- **ASSIGNED TASK**: Reproduce exactly the lines below, from the first one through the line containing "Where can the red soil", and omit any pictures.

++++ DATA SHOWN

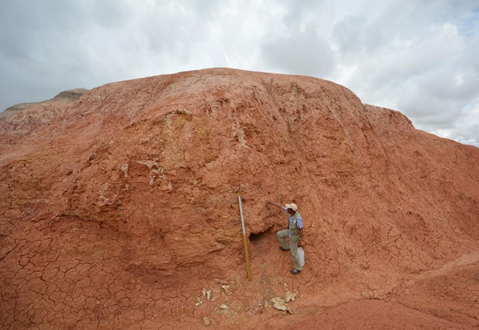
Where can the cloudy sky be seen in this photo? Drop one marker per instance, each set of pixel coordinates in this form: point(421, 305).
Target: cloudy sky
point(420, 57)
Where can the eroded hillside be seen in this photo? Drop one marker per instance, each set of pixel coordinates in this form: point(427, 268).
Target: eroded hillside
point(119, 210)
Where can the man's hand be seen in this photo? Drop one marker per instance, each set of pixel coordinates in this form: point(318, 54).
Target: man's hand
point(274, 204)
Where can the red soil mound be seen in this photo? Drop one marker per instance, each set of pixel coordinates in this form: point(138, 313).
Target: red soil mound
point(119, 210)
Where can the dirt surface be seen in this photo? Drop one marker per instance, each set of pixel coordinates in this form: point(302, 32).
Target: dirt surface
point(119, 210)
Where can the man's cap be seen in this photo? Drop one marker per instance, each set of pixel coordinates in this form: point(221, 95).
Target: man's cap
point(292, 206)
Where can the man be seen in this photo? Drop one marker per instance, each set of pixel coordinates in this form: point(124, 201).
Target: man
point(295, 226)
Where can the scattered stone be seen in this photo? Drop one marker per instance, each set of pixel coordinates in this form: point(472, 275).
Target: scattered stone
point(227, 289)
point(206, 321)
point(279, 304)
point(290, 296)
point(207, 294)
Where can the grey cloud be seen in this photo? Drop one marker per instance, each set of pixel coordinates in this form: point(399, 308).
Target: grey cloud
point(299, 53)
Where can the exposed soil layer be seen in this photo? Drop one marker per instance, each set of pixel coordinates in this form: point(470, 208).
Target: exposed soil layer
point(118, 210)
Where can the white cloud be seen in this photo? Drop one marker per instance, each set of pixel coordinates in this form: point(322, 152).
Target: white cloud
point(419, 57)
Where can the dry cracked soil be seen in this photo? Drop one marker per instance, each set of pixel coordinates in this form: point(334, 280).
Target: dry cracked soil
point(118, 209)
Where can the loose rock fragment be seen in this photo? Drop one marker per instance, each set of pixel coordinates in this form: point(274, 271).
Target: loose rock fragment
point(290, 296)
point(279, 304)
point(227, 289)
point(206, 321)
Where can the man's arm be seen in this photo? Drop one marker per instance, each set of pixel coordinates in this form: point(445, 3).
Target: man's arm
point(274, 204)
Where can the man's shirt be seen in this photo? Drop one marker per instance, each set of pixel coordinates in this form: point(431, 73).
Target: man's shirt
point(299, 220)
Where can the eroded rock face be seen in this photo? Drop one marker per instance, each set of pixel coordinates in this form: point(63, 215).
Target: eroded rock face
point(120, 209)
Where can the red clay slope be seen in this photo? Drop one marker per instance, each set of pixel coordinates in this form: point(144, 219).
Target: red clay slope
point(119, 211)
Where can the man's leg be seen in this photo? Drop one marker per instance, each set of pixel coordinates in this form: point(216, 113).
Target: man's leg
point(282, 234)
point(293, 246)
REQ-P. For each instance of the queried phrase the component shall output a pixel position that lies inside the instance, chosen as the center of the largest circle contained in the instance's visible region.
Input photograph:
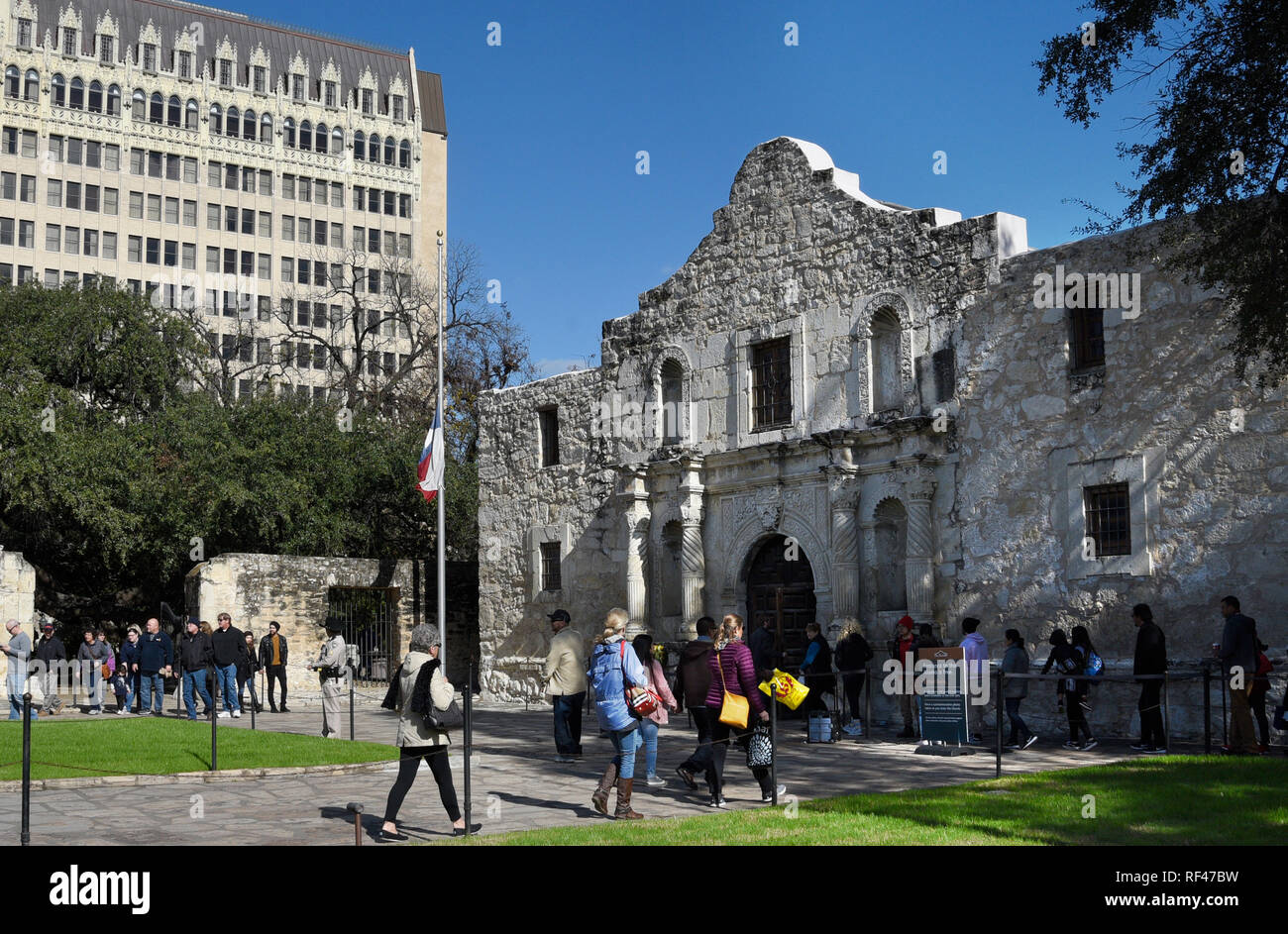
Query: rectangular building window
(552, 576)
(548, 425)
(771, 384)
(1086, 339)
(1108, 514)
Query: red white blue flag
(430, 471)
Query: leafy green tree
(1218, 147)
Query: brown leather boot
(623, 800)
(600, 797)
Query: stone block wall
(1209, 489)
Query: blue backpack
(1095, 665)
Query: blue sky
(544, 128)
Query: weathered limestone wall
(1210, 495)
(257, 587)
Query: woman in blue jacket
(613, 667)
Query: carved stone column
(634, 508)
(868, 590)
(694, 564)
(844, 495)
(918, 565)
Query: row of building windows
(222, 71)
(156, 163)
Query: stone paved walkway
(515, 786)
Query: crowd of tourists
(207, 661)
(719, 664)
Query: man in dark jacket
(1150, 660)
(156, 661)
(271, 659)
(194, 654)
(764, 655)
(1237, 656)
(692, 681)
(228, 646)
(52, 652)
(816, 669)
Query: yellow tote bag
(734, 709)
(785, 688)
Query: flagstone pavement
(514, 784)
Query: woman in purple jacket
(732, 671)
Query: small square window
(552, 576)
(1108, 514)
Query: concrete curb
(196, 777)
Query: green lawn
(1164, 800)
(161, 746)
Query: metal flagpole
(442, 423)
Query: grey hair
(423, 638)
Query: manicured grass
(1164, 800)
(161, 746)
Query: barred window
(549, 431)
(1086, 338)
(1108, 514)
(552, 577)
(771, 384)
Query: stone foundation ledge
(197, 777)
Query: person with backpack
(1067, 661)
(649, 725)
(853, 655)
(816, 671)
(613, 672)
(1150, 660)
(1017, 663)
(1090, 665)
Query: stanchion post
(25, 836)
(1207, 710)
(997, 699)
(469, 735)
(773, 744)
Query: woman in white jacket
(419, 741)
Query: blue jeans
(226, 679)
(625, 746)
(194, 679)
(568, 723)
(16, 702)
(147, 684)
(648, 738)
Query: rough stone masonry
(840, 407)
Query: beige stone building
(257, 172)
(844, 407)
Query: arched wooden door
(774, 579)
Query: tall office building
(266, 176)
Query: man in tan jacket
(566, 684)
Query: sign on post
(941, 672)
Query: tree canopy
(1215, 149)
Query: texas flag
(430, 471)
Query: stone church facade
(841, 408)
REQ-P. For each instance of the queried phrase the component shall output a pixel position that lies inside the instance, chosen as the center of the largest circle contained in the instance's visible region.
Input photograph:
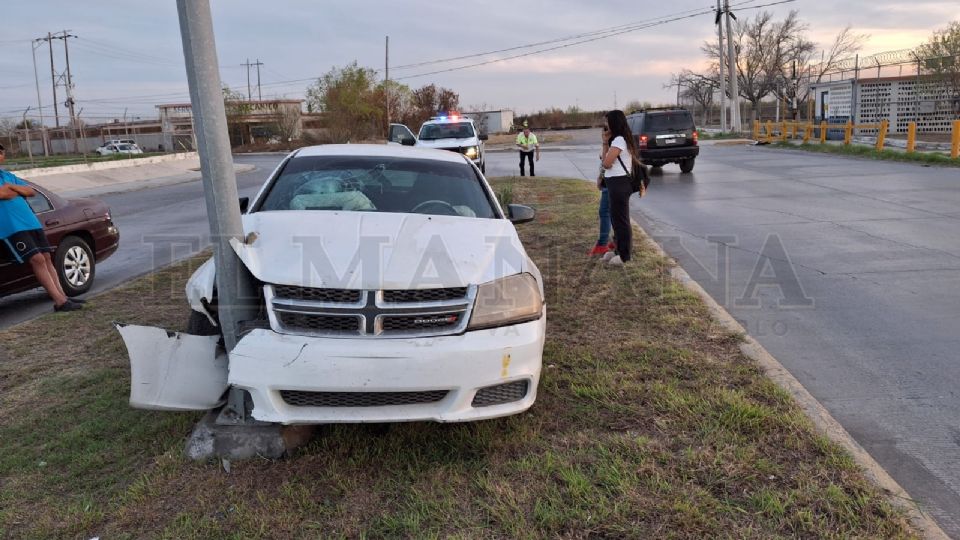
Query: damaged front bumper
(303, 380)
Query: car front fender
(201, 287)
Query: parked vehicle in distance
(392, 288)
(665, 135)
(81, 231)
(445, 132)
(119, 148)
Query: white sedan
(392, 286)
(109, 149)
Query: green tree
(941, 58)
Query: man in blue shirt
(22, 235)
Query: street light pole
(234, 288)
(735, 121)
(723, 89)
(36, 80)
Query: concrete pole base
(235, 442)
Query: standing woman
(619, 157)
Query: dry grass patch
(649, 423)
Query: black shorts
(24, 244)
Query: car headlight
(509, 300)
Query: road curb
(822, 420)
(149, 183)
(103, 165)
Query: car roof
(448, 120)
(380, 150)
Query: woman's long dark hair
(619, 128)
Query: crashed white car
(394, 288)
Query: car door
(400, 133)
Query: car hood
(448, 143)
(363, 250)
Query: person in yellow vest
(528, 144)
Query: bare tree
(941, 56)
(697, 87)
(765, 47)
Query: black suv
(665, 135)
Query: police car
(450, 131)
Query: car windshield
(669, 121)
(379, 184)
(453, 130)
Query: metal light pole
(723, 89)
(216, 164)
(26, 128)
(735, 121)
(36, 80)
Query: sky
(127, 56)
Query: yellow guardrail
(781, 131)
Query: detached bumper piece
(501, 393)
(298, 398)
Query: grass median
(649, 423)
(870, 152)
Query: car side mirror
(519, 213)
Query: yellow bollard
(882, 134)
(955, 141)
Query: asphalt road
(157, 226)
(847, 271)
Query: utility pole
(386, 80)
(53, 79)
(70, 100)
(679, 85)
(248, 64)
(723, 86)
(36, 80)
(259, 95)
(26, 128)
(234, 289)
(734, 83)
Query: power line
(548, 42)
(548, 49)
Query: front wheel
(199, 325)
(75, 265)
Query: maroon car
(83, 234)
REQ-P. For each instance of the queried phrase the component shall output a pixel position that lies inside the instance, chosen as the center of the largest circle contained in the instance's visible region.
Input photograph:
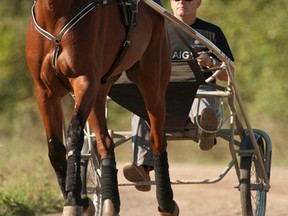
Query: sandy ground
(218, 199)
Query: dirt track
(219, 199)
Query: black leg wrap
(109, 183)
(61, 177)
(164, 191)
(73, 180)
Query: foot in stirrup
(209, 122)
(134, 173)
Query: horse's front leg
(105, 150)
(84, 99)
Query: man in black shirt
(205, 109)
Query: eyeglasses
(184, 0)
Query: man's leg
(206, 110)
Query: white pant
(143, 154)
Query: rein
(68, 26)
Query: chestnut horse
(70, 47)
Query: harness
(129, 14)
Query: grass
(28, 185)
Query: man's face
(182, 8)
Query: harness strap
(133, 5)
(63, 31)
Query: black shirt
(181, 54)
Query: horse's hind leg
(105, 150)
(52, 116)
(153, 87)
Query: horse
(83, 47)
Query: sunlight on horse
(79, 46)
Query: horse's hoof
(72, 211)
(174, 213)
(90, 210)
(108, 208)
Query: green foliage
(257, 33)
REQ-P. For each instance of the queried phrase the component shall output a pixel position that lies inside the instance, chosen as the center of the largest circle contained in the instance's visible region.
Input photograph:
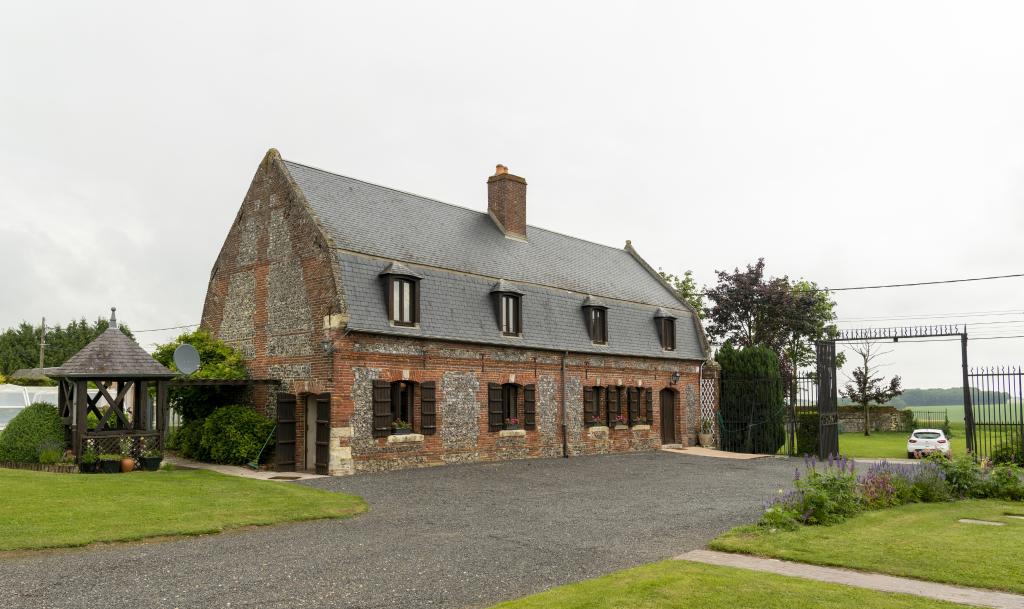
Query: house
(409, 332)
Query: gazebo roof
(113, 355)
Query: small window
(511, 316)
(510, 400)
(403, 303)
(599, 325)
(401, 403)
(668, 334)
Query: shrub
(808, 429)
(188, 440)
(235, 434)
(1009, 453)
(30, 430)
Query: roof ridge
(455, 205)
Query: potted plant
(707, 434)
(127, 461)
(88, 463)
(110, 464)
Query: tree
(19, 345)
(217, 360)
(686, 289)
(867, 386)
(787, 317)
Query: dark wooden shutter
(529, 406)
(382, 408)
(428, 408)
(633, 399)
(496, 415)
(285, 450)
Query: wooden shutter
(529, 406)
(496, 415)
(382, 408)
(633, 399)
(428, 408)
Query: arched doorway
(668, 399)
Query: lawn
(922, 540)
(888, 444)
(42, 510)
(674, 583)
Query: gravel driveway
(450, 536)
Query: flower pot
(110, 467)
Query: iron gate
(996, 425)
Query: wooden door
(285, 450)
(669, 417)
(323, 433)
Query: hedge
(36, 427)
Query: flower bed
(828, 493)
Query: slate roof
(113, 354)
(460, 254)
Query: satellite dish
(186, 358)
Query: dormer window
(666, 329)
(401, 294)
(595, 315)
(508, 301)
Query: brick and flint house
(409, 332)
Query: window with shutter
(633, 400)
(496, 412)
(382, 408)
(529, 406)
(613, 405)
(589, 409)
(428, 408)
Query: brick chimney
(507, 203)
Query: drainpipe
(565, 439)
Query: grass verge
(675, 583)
(43, 510)
(921, 540)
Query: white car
(925, 441)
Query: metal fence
(995, 420)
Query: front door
(285, 451)
(669, 417)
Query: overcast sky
(849, 143)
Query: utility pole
(42, 345)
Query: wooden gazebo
(123, 375)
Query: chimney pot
(507, 202)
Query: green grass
(675, 583)
(887, 444)
(42, 510)
(922, 540)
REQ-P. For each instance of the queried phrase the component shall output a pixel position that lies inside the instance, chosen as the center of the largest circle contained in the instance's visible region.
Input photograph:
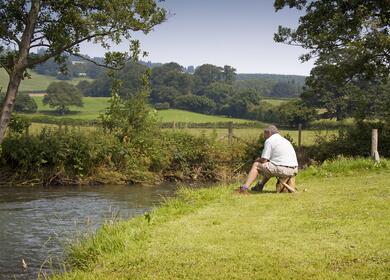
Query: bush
(19, 124)
(162, 106)
(66, 151)
(190, 157)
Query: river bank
(335, 227)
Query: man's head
(269, 131)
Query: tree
(350, 41)
(23, 103)
(354, 35)
(229, 74)
(205, 75)
(296, 112)
(62, 95)
(195, 103)
(60, 26)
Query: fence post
(374, 145)
(230, 132)
(299, 135)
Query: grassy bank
(37, 82)
(337, 229)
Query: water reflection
(35, 224)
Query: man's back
(279, 151)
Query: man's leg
(252, 175)
(259, 186)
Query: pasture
(37, 82)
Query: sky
(238, 33)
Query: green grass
(336, 229)
(37, 82)
(185, 116)
(91, 110)
(308, 136)
(93, 106)
(276, 101)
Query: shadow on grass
(262, 192)
(57, 114)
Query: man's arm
(261, 160)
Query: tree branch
(5, 68)
(94, 62)
(66, 47)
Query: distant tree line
(209, 89)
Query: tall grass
(336, 229)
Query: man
(277, 159)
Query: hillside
(37, 82)
(93, 106)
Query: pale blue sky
(222, 32)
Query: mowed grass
(37, 82)
(336, 227)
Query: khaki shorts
(271, 170)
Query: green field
(36, 83)
(308, 136)
(93, 106)
(336, 227)
(275, 101)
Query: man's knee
(256, 165)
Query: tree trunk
(9, 101)
(16, 73)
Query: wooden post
(230, 132)
(374, 145)
(299, 135)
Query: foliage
(60, 150)
(295, 112)
(60, 27)
(344, 235)
(61, 95)
(191, 157)
(285, 90)
(350, 41)
(23, 103)
(350, 34)
(19, 124)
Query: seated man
(278, 159)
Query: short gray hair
(271, 129)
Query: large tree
(354, 35)
(350, 42)
(61, 26)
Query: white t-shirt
(279, 151)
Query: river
(36, 224)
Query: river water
(36, 224)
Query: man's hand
(243, 189)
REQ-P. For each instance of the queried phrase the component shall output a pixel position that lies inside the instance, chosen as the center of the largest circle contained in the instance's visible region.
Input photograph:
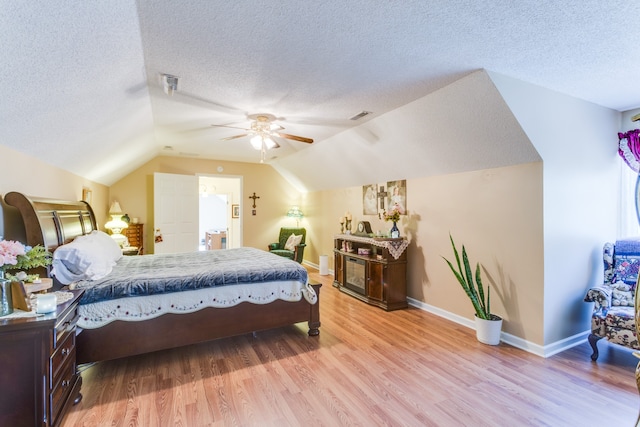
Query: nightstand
(134, 233)
(38, 373)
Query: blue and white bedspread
(184, 283)
(164, 273)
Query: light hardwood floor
(367, 368)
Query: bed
(53, 223)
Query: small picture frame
(20, 298)
(86, 195)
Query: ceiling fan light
(256, 142)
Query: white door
(175, 210)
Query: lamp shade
(295, 212)
(115, 208)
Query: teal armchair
(294, 252)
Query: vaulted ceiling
(83, 80)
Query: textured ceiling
(83, 78)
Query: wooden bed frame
(51, 223)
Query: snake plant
(475, 291)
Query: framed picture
(370, 199)
(86, 195)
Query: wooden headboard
(52, 223)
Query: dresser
(134, 233)
(373, 270)
(38, 373)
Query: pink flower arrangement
(9, 252)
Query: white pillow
(292, 242)
(89, 257)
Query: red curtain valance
(629, 148)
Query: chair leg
(593, 340)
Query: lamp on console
(116, 225)
(296, 213)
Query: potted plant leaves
(488, 325)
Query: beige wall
(33, 177)
(495, 213)
(135, 194)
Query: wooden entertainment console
(372, 269)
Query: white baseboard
(542, 351)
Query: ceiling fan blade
(234, 137)
(294, 137)
(227, 126)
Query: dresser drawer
(61, 356)
(64, 326)
(60, 392)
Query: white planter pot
(488, 331)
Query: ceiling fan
(262, 130)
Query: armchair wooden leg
(637, 354)
(593, 340)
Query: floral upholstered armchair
(614, 301)
(290, 244)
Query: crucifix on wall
(381, 196)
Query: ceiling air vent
(360, 115)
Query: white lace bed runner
(140, 308)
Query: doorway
(218, 227)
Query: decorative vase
(489, 331)
(6, 299)
(395, 232)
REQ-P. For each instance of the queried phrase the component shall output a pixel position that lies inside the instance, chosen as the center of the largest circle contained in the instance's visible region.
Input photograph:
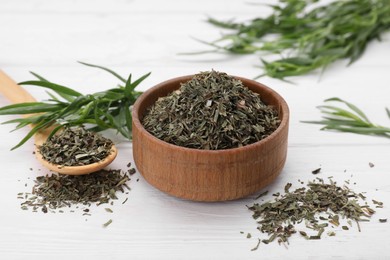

++++++++

- **ANSWER BOX**:
Where can the cloudy sky be seen in this photo? Drop one marker per instance, each set of pixel coordinates in this form: point(421, 305).
Target: cloudy sky
point(420, 57)
Where can the eroded hillside be seen in this photo? Drop one marker per instance, each set of pixel coordinates in this form: point(427, 268).
Target: eroded hillside
point(119, 210)
Where can the man's hand be seen in this photo? Drop one marker per instance, each set of pixel coordinates in this form: point(318, 54).
Target: man's hand
point(274, 204)
Where can the red soil mound be seen in this photo? Drop one marker per instance, each set of pixel coordinates in this form: point(138, 313).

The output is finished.